Passage provided:
====
More, though, needs to be said. While demonstrations against racist police murder are totally justified, and their militant defence against police attack is necessary, they are insufficient. We need a more effective way of striking back than to pit our bodies against their tear gas, capsicum spray, riot gear and armoured vehicles. If this is the limit of our tactics, we will eventually be driven off the streets by the weight of overwhelming violence. There is another way.
Bus drivers in Minneapolis and New York have refused to transport police to demonstrations or to transport arrested demonstrators to police stations. The Minneapolis Federation of Teachers issued a statement condemning the murder of George Floyd, as has the Atwood Centre, which organises Amazon warehouse workers locally. These actions are the tip of the iceberg of workers’ power: the ability of workers to take action in the workplace that cuts off the flow of profits or directly deprives police of the ability to use murderous violence. This needs to be built on.
The most effective response to racist cop terror is the action of organised workers. Murder by police should be responded to by a one-day general strike by all workers in the city concerned, organised through their local labour council (the day of the funeral would be an obvious occasion). All unions should have standing policies of non-cooperation with the police at demonstrations and the supply of tear gas, capsicum spray and other instruments of chemical warfare should be banned when police are engaged in violent suppression of a protest movement. And lastly, all police “unions” should be kicked out of the labour movement.
Why should workers do this? It’s not just because it’s morally right. The fight against racism is also in the clear material interests of the working class. To be able to win even the simplest bread and butter issue, workers need solidarity. The working class needs to be able to unite. Racism, though, is the number one weapon the capitalists use to divide the working class. White workers in the US might have relative privilege over Black workers, but racism has weakened working class organisation so much that real wages are virtually unchanged since the 1970s. The racism of white workers benefits the bosses, not themselves.
To achieve a principled stand against police violence, battle needs to be waged against the craven bureaucrats who preside over the current labour movement. In the US, they are a subordinate part of the Democratic Party, while here in Australia, they are the key backers of the Labor Party. In both countries they have, for most practical purposes, given up the use of the strike. Instead they have waged ever more pathetic and unsuccessful campaigns via other means. Their poisonous politics of class collaboration have resulted in decades of job destruction, erosion of conditions and, now, wage cuts. They are no more fit to win on bread and butter issues than they are to fight against racism.
The main task of Anarchists, therefore, is the same as always. We need to build rank and file organisation in the workplace and turn the union movement into fighting organisations. While our duty at the moment is to join the front lines defending indigenous people here and Black communities in the US, we must remain aware that our victory can only be achieved on another field. The fight against racism can only be won in the workplace. And the fight against racism will only be won when the working class make a revolution against capitalism.
====
Dataset entries:
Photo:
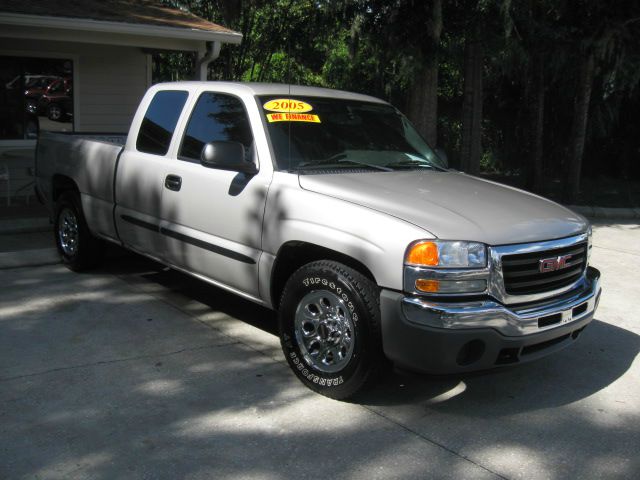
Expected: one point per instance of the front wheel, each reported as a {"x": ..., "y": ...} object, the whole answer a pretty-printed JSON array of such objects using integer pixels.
[
  {"x": 329, "y": 324},
  {"x": 78, "y": 249}
]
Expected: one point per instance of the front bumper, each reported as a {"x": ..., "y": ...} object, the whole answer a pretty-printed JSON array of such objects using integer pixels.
[{"x": 438, "y": 338}]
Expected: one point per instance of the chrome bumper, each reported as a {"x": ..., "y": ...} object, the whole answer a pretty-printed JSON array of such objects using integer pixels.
[{"x": 509, "y": 321}]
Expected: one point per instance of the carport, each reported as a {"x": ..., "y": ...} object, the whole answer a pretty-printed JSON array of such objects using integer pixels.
[{"x": 92, "y": 61}]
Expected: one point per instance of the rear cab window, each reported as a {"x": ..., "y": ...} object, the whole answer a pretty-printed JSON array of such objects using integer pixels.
[
  {"x": 217, "y": 117},
  {"x": 160, "y": 121}
]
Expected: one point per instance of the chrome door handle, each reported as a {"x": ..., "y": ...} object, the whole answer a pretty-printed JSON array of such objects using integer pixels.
[{"x": 173, "y": 182}]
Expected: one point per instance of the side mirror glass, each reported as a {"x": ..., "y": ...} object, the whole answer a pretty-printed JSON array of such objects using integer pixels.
[
  {"x": 442, "y": 155},
  {"x": 227, "y": 156}
]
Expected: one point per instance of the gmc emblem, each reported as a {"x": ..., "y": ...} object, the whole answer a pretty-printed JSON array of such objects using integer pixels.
[{"x": 552, "y": 264}]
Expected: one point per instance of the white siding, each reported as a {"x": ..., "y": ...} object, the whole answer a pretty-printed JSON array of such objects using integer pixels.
[{"x": 111, "y": 84}]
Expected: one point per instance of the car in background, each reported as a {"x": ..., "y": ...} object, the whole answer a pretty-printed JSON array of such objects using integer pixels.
[
  {"x": 57, "y": 101},
  {"x": 35, "y": 87}
]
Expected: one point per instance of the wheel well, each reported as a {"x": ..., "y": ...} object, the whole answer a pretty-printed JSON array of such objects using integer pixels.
[
  {"x": 62, "y": 184},
  {"x": 293, "y": 255}
]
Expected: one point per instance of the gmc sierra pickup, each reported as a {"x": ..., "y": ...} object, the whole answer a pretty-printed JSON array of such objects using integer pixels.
[{"x": 328, "y": 207}]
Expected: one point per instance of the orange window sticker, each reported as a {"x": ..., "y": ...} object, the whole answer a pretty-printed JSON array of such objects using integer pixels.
[
  {"x": 293, "y": 117},
  {"x": 287, "y": 105}
]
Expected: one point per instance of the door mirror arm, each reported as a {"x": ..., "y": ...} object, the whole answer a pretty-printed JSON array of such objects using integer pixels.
[{"x": 227, "y": 156}]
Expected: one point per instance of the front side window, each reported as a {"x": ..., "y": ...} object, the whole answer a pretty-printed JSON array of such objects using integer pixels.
[
  {"x": 160, "y": 122},
  {"x": 216, "y": 117}
]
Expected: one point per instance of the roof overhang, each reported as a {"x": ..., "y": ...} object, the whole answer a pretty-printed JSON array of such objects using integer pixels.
[{"x": 17, "y": 25}]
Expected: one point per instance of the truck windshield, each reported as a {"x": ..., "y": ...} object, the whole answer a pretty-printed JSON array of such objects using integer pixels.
[{"x": 315, "y": 133}]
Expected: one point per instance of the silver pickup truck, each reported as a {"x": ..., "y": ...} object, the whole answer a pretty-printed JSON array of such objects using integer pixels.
[{"x": 328, "y": 207}]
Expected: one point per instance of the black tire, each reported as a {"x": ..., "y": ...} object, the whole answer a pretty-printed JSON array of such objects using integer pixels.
[
  {"x": 78, "y": 248},
  {"x": 329, "y": 323}
]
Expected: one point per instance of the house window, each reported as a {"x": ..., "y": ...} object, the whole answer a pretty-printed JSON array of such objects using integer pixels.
[{"x": 35, "y": 94}]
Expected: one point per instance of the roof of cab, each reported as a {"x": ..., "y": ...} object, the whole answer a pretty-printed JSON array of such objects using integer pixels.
[{"x": 255, "y": 88}]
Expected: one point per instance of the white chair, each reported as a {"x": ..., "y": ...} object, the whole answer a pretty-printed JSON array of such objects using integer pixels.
[{"x": 4, "y": 175}]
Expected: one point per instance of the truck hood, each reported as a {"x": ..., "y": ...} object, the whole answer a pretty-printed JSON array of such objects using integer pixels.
[{"x": 453, "y": 205}]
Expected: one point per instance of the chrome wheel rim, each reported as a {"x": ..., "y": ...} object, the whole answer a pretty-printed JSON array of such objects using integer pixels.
[
  {"x": 68, "y": 234},
  {"x": 324, "y": 331}
]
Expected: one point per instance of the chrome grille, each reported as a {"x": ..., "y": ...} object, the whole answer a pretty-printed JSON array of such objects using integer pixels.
[{"x": 522, "y": 275}]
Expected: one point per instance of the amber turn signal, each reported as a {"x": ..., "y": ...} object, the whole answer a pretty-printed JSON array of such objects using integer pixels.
[{"x": 423, "y": 253}]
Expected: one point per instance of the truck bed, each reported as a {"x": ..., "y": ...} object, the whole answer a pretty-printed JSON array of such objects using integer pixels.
[{"x": 90, "y": 160}]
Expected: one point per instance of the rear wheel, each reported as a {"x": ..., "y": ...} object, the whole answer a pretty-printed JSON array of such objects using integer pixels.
[
  {"x": 329, "y": 323},
  {"x": 78, "y": 248}
]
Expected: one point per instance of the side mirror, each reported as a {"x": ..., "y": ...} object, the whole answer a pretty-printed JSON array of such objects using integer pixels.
[
  {"x": 227, "y": 156},
  {"x": 442, "y": 155}
]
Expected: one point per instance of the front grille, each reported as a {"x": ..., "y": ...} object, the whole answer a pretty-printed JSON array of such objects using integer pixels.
[{"x": 522, "y": 275}]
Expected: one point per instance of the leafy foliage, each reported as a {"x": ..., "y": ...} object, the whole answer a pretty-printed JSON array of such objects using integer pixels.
[{"x": 377, "y": 47}]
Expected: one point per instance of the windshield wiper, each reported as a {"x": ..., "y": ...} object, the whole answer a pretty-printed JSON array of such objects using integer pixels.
[
  {"x": 410, "y": 163},
  {"x": 339, "y": 159}
]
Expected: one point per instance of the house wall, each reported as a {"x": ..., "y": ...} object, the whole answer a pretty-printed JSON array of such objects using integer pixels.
[{"x": 109, "y": 81}]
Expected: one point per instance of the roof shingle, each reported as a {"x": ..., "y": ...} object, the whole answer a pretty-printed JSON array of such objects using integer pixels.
[{"x": 142, "y": 12}]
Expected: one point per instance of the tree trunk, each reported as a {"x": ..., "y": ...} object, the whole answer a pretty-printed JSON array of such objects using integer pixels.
[
  {"x": 536, "y": 122},
  {"x": 579, "y": 126},
  {"x": 423, "y": 95},
  {"x": 423, "y": 101},
  {"x": 471, "y": 148}
]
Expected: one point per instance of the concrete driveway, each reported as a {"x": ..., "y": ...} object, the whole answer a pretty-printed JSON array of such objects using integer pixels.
[{"x": 133, "y": 371}]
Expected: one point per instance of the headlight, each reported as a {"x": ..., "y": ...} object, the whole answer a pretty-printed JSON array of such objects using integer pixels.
[{"x": 447, "y": 254}]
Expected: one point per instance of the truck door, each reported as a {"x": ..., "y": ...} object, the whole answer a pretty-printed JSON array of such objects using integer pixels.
[
  {"x": 140, "y": 174},
  {"x": 212, "y": 218}
]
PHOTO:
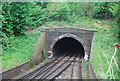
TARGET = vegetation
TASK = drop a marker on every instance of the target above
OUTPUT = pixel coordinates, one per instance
(18, 17)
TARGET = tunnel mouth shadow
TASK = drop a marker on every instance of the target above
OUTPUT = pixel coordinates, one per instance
(68, 46)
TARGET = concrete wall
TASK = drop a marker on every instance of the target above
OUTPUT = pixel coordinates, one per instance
(40, 52)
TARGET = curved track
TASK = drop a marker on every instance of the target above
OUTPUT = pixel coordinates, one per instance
(64, 67)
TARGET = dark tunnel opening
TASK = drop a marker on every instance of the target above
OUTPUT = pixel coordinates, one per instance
(68, 45)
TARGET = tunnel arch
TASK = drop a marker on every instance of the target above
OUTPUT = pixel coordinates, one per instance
(67, 39)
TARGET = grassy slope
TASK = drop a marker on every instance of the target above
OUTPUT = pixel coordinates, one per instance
(20, 52)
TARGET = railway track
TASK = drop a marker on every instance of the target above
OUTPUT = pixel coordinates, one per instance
(65, 67)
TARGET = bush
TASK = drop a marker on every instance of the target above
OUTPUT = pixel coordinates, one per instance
(14, 18)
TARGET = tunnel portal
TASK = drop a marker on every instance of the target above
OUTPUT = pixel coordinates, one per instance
(69, 46)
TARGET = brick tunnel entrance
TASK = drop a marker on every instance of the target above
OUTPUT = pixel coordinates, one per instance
(68, 45)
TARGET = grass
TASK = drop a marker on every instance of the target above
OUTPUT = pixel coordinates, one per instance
(102, 44)
(21, 51)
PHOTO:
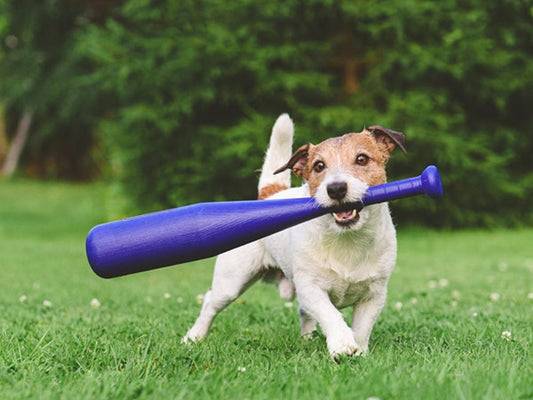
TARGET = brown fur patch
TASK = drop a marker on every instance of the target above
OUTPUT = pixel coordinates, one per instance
(341, 152)
(269, 190)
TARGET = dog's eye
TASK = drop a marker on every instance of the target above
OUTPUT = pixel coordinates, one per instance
(362, 159)
(319, 166)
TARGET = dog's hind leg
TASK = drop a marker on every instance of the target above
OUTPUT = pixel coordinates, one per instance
(307, 324)
(235, 271)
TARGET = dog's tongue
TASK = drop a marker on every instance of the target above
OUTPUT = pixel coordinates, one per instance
(344, 214)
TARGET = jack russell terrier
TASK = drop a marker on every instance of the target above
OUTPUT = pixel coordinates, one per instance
(334, 261)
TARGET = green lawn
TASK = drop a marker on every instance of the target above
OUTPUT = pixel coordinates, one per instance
(444, 342)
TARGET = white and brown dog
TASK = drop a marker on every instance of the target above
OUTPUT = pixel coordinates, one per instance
(331, 262)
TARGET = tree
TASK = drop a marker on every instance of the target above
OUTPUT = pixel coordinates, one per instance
(51, 106)
(198, 86)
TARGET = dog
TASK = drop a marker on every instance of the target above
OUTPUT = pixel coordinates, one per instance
(331, 262)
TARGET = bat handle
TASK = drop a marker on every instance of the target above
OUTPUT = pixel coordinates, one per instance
(427, 183)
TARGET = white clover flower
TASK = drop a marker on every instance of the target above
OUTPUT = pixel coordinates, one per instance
(494, 296)
(200, 298)
(506, 335)
(503, 266)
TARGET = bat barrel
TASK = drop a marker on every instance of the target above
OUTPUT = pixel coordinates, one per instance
(189, 233)
(203, 230)
(428, 183)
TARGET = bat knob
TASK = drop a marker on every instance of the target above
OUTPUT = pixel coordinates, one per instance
(431, 182)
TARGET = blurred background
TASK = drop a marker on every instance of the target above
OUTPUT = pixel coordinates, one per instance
(171, 102)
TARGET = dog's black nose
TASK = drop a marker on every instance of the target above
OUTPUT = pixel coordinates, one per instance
(337, 190)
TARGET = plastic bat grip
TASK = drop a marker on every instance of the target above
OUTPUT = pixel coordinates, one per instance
(428, 183)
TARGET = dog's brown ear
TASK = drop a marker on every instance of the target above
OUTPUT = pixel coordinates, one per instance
(387, 137)
(297, 162)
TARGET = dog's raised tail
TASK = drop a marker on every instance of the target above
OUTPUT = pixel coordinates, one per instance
(278, 152)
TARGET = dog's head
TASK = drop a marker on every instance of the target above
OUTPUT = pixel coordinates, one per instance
(340, 169)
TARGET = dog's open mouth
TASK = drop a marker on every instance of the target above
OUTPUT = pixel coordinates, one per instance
(346, 218)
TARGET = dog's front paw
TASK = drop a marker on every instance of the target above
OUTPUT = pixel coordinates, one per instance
(343, 343)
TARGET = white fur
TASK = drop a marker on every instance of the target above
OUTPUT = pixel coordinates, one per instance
(330, 267)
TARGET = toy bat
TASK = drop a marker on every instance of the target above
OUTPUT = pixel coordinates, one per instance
(203, 230)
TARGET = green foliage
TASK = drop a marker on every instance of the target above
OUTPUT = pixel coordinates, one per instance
(199, 87)
(446, 346)
(44, 71)
(185, 93)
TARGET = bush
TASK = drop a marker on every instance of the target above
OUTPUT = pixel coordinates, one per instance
(199, 86)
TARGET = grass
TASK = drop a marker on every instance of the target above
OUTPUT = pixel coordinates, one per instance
(129, 347)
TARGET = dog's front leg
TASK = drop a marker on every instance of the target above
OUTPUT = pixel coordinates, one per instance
(315, 302)
(365, 315)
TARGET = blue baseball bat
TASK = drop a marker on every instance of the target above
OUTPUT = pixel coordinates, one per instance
(203, 230)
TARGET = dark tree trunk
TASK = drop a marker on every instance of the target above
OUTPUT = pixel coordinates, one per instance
(17, 144)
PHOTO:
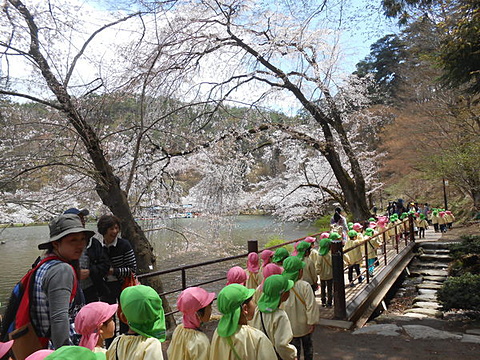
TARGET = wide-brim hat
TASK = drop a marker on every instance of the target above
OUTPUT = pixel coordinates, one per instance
(76, 211)
(229, 302)
(273, 288)
(5, 347)
(143, 309)
(63, 225)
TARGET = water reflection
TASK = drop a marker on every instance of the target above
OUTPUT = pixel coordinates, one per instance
(176, 242)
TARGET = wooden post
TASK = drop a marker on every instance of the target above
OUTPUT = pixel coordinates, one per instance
(412, 234)
(252, 246)
(340, 309)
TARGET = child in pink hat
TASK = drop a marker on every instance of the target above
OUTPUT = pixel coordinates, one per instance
(188, 341)
(268, 270)
(95, 323)
(253, 266)
(236, 275)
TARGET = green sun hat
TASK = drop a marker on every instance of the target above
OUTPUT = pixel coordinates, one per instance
(273, 288)
(302, 248)
(280, 254)
(291, 266)
(352, 234)
(143, 309)
(229, 302)
(74, 353)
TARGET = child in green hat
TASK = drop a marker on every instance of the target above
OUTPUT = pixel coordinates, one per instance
(141, 309)
(301, 307)
(274, 321)
(280, 254)
(234, 339)
(372, 245)
(309, 273)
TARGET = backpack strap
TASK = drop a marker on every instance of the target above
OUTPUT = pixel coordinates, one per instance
(23, 313)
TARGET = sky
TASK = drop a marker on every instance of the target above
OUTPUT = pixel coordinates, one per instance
(362, 23)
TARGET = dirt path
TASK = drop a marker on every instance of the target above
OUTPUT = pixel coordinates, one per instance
(333, 343)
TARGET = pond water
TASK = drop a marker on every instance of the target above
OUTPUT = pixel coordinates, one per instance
(176, 242)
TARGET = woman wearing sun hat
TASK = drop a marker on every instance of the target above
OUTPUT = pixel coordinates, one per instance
(55, 284)
(272, 320)
(234, 339)
(188, 341)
====
About this exercise: In the passage on workers' action against police violence, condense the paragraph beginning "The most effective response to racist cop terror" into a short list that keeps its main proposals. The records are not needed for the task.

Solution for this problem:
- Organized workers' action is the most effective response to racist police terror.
- A police murder should be met with a one-day general strike by all workers in that city, organized through the local labor council (the funeral day is an obvious choice).
- All unions should have standing policies of non-cooperation with police at demonstrations.
- The supply of tear gas, capsicum spray and other chemical weapons should be banned while police are violently suppressing a protest movement.
- Police "unions" should be expelled from the labor movement.